[DOCUMENT EXCERPT]
Definition of Reserves

Petroleum reserves estimated by us and included in this report are classified as proved. Only proved reserves have been evaluated for this report. Reserves classifications used by us in this report are in accordance with the reserves definitions of Rules 4–10(a) (1)–(32) of Regulation S–X of the SEC. Reserves are judged to be economically producible in future years from known reservoirs under existing economic and operating conditions and assuming continuation of current regulatory practices using conventional production methods and equipment. In the analyses of production-decline curves, reserves were estimated only to the limit of economic rates of production under existing economic and operating conditions using prices and costs consistent with the effective date of this report, including consideration of changes in existing prices provided only by contractual arrangements but not including escalations based upon future conditions. The petroleum reserves are classified as follows:

Proved oil and gas reserves – Proved oil and gas reserves are those quantities of oil and gas, which, by analysis of geoscience and engineering data, can be estimated with reasonable certainty to be economically producible—from a given date forward, from known reservoirs, and under existing economic conditions, operating methods, and government regulations—prior to the time at which contracts providing the right to operate expire, unless evidence indicates that renewal is reasonably certain, regardless of whether deterministic or probabilistic methods are used for the estimation. The project to extract the hydrocarbons must have commenced or the operator must be reasonably certain that it will commence the project within a reasonable time.

[DATASET CONTENT]
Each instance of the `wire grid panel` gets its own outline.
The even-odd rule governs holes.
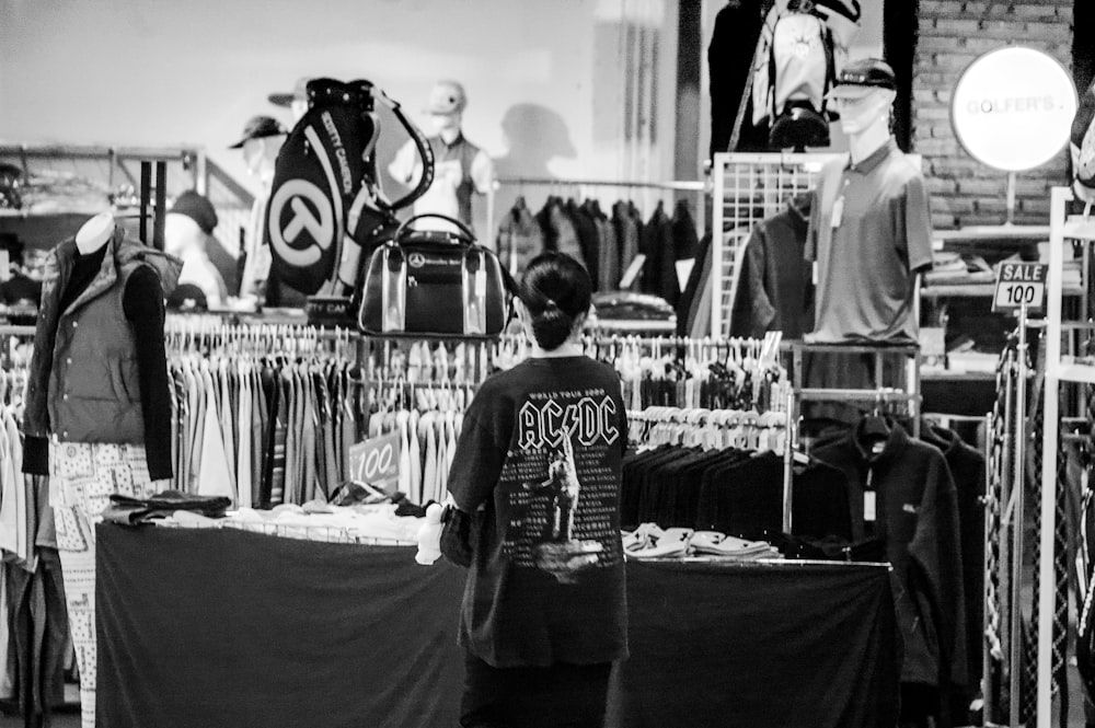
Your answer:
[[[814,189],[821,166],[842,154],[719,153],[712,170],[712,312],[711,335],[730,335],[730,312],[741,277],[749,232],[787,200]],[[728,232],[737,233],[729,236]]]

[REQUIREMENT]
Update the stretch from "Proved oil and gas reserves –" through "a reasonable time." in the reserves definition text, writing "high confidence" in place of "reasonable certainty".

[SOLUTION TO THIS EXERCISE]
Proved oil and gas reserves – Proved oil and gas reserves are those quantities of oil and gas, which, by analysis of geoscience and engineering data, can be estimated with high confidence to be economically producible—from a given date forward, from known reservoirs, and under existing economic conditions, operating methods, and government regulations—prior to the time at which contracts providing the right to operate expire, unless evidence indicates that renewal is reasonably certain, regardless of whether deterministic or probabilistic methods are used for the estimation. The project to extract the hydrocarbons must have commenced or the operator must be reasonably certain that it will commence the project within a reasonable time.